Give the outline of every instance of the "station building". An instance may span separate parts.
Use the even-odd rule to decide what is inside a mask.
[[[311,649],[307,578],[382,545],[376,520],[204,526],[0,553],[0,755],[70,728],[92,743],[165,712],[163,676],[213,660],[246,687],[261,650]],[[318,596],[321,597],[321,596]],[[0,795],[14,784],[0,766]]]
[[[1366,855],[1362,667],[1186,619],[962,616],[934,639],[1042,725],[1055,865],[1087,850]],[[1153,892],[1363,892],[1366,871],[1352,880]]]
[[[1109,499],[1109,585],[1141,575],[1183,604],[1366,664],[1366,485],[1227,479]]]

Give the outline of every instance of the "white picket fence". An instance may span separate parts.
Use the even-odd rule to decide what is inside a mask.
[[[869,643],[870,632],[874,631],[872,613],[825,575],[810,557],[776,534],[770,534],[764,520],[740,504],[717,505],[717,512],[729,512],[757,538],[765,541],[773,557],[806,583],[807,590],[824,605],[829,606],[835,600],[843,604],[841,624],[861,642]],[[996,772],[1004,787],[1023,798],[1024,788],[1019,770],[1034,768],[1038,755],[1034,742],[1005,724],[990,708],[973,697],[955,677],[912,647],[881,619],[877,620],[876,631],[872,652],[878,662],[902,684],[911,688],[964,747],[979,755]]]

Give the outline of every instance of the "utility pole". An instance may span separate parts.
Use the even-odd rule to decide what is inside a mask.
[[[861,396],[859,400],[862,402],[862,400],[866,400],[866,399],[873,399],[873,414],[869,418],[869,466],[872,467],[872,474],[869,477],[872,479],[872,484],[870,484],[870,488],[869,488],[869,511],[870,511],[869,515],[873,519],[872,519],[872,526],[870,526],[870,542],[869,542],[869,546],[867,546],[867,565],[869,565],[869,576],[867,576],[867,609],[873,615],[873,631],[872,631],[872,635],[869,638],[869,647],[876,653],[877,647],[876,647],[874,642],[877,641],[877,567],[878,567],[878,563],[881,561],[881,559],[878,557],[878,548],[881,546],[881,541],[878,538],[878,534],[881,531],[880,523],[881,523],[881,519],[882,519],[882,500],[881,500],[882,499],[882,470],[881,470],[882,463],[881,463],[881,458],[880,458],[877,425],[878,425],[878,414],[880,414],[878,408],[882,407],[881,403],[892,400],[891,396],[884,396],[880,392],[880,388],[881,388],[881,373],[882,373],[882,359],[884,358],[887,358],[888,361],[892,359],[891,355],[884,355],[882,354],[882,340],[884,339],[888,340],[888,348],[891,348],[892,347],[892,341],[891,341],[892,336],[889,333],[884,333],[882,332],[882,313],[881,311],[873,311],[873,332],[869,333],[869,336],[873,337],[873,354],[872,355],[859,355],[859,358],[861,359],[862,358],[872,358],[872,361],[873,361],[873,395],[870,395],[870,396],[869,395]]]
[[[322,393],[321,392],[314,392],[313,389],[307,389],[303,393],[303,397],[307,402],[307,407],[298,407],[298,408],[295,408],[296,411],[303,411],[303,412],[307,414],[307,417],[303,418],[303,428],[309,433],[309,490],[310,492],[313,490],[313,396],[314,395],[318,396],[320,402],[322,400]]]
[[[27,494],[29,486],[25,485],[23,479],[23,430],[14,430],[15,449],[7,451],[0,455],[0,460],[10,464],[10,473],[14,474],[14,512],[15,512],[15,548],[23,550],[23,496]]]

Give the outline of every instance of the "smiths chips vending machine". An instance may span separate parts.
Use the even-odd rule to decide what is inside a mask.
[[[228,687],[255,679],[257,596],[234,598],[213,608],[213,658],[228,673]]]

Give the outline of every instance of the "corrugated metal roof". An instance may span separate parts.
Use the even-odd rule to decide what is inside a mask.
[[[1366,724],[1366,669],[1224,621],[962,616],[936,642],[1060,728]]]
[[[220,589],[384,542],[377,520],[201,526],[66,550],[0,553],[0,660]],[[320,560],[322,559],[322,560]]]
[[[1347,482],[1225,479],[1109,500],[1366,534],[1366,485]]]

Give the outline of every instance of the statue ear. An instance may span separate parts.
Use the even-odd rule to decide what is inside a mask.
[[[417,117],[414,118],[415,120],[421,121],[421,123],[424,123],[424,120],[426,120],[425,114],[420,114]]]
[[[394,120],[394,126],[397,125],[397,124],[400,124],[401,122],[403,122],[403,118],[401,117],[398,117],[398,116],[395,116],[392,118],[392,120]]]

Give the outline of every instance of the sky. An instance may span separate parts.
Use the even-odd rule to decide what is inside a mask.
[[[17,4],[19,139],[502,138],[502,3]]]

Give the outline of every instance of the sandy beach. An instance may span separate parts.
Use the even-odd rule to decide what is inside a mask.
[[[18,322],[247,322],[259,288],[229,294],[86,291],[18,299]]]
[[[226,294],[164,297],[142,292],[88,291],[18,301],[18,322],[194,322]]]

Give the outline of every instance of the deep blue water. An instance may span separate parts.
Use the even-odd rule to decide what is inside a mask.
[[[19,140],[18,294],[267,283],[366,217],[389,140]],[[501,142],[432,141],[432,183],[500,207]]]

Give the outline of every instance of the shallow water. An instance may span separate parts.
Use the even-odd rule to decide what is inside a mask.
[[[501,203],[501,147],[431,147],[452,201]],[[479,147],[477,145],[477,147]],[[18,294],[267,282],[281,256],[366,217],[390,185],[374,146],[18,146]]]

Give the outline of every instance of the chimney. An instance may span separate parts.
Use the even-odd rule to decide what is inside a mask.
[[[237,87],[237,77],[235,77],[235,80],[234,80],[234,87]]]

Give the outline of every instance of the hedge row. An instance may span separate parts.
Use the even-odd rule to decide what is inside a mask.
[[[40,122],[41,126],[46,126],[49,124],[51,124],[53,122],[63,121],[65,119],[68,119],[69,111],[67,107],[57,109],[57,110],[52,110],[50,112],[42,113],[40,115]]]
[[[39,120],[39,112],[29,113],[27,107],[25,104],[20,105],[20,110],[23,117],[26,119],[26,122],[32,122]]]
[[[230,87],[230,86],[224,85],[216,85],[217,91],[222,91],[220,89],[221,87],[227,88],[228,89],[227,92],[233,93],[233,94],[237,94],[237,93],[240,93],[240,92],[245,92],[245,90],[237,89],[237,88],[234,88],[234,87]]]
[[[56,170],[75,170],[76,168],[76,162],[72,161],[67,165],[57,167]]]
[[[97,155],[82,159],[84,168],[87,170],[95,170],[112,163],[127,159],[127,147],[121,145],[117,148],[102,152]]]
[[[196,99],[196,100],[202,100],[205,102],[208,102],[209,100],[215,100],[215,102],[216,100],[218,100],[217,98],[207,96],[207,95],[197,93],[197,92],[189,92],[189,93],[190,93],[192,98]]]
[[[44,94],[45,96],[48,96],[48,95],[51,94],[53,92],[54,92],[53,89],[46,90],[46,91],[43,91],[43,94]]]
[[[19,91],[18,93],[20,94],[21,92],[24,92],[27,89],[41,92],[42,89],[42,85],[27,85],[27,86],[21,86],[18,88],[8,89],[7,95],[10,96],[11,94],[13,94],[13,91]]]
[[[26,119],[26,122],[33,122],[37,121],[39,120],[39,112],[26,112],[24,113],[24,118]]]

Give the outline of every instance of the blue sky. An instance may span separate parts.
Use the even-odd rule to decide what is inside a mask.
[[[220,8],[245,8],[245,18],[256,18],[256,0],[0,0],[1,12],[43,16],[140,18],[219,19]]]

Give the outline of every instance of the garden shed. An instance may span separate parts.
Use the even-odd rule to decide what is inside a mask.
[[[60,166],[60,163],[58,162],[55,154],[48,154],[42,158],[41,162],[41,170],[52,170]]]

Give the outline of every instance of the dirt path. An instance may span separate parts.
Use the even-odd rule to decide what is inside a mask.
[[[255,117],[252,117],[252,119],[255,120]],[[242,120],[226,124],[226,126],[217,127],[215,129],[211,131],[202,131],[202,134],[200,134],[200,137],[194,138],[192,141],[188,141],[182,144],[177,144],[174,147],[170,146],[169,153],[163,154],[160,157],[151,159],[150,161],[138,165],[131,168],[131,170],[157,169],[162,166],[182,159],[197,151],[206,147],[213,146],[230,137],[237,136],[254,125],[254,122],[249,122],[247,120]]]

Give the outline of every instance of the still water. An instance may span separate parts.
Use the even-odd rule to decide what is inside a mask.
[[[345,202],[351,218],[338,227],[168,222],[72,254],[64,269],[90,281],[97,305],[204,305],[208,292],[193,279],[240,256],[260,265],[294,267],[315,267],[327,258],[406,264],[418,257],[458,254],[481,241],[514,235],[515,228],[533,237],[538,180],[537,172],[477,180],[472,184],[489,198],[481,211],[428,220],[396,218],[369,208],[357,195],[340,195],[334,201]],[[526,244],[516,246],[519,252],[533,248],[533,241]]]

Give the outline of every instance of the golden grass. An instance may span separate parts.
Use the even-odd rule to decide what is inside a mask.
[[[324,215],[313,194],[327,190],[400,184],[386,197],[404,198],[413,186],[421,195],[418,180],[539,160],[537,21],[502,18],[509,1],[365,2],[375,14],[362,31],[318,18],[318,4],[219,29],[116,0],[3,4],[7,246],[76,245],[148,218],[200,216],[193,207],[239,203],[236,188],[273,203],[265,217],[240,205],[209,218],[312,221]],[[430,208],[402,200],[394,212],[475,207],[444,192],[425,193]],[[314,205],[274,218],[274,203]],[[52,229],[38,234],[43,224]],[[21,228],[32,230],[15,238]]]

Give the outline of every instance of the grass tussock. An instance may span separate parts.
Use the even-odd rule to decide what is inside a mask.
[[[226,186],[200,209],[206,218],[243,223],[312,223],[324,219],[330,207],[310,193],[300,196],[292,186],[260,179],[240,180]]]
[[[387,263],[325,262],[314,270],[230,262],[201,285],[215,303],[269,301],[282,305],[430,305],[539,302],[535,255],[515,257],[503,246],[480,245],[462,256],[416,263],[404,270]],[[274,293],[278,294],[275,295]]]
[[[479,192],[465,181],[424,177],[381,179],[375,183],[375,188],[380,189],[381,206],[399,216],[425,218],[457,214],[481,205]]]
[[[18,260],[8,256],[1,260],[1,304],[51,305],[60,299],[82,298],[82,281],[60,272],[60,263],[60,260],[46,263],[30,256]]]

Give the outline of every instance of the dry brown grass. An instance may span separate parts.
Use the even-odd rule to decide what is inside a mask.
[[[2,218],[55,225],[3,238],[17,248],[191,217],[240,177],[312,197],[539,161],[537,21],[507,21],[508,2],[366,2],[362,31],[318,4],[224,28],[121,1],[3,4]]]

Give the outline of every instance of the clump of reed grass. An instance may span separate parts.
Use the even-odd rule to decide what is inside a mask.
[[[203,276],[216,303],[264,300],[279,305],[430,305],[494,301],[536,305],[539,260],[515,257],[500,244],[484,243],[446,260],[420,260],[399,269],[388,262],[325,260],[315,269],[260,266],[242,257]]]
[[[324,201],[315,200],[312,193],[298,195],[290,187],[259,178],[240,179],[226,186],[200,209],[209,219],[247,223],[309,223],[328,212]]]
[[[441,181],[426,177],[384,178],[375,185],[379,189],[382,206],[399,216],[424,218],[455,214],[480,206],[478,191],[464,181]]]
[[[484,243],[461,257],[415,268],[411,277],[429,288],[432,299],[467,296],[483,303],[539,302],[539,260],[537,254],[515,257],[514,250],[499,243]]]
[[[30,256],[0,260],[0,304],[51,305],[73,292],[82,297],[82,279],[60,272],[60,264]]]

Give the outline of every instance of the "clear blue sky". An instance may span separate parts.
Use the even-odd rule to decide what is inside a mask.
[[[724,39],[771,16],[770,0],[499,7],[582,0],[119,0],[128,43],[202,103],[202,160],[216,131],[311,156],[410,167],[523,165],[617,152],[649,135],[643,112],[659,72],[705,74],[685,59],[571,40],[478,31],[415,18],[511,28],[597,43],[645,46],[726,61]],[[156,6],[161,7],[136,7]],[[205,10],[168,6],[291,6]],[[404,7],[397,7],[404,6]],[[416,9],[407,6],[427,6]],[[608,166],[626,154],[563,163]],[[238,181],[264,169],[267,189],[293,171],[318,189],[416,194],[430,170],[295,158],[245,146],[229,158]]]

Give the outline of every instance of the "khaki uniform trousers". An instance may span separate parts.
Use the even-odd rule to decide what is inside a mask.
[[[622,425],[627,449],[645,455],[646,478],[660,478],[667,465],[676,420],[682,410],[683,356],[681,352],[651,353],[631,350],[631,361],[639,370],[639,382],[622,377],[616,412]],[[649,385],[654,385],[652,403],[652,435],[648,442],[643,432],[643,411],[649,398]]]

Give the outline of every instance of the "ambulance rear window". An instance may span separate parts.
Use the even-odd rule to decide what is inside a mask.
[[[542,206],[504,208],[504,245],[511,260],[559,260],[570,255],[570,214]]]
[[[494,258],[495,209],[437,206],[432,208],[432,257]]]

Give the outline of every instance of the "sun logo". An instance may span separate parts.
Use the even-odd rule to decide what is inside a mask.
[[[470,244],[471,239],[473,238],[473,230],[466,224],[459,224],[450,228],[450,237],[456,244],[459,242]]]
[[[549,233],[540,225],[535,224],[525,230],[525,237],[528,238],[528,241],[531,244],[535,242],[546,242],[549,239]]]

* _TASK DIRECTIONS_
Report every line of the entries above that contains the string "blue", treating uppercase and lowercase as different.

* _CORRECT OUTPUT_
Give the outline of every instance of the deep blue water. An instance may span separate parts.
Give the outline of every instance of the blue sky. An instance may span separate parts.
Give the outline of every instance of the "clear blue sky". An instance may span separate parts.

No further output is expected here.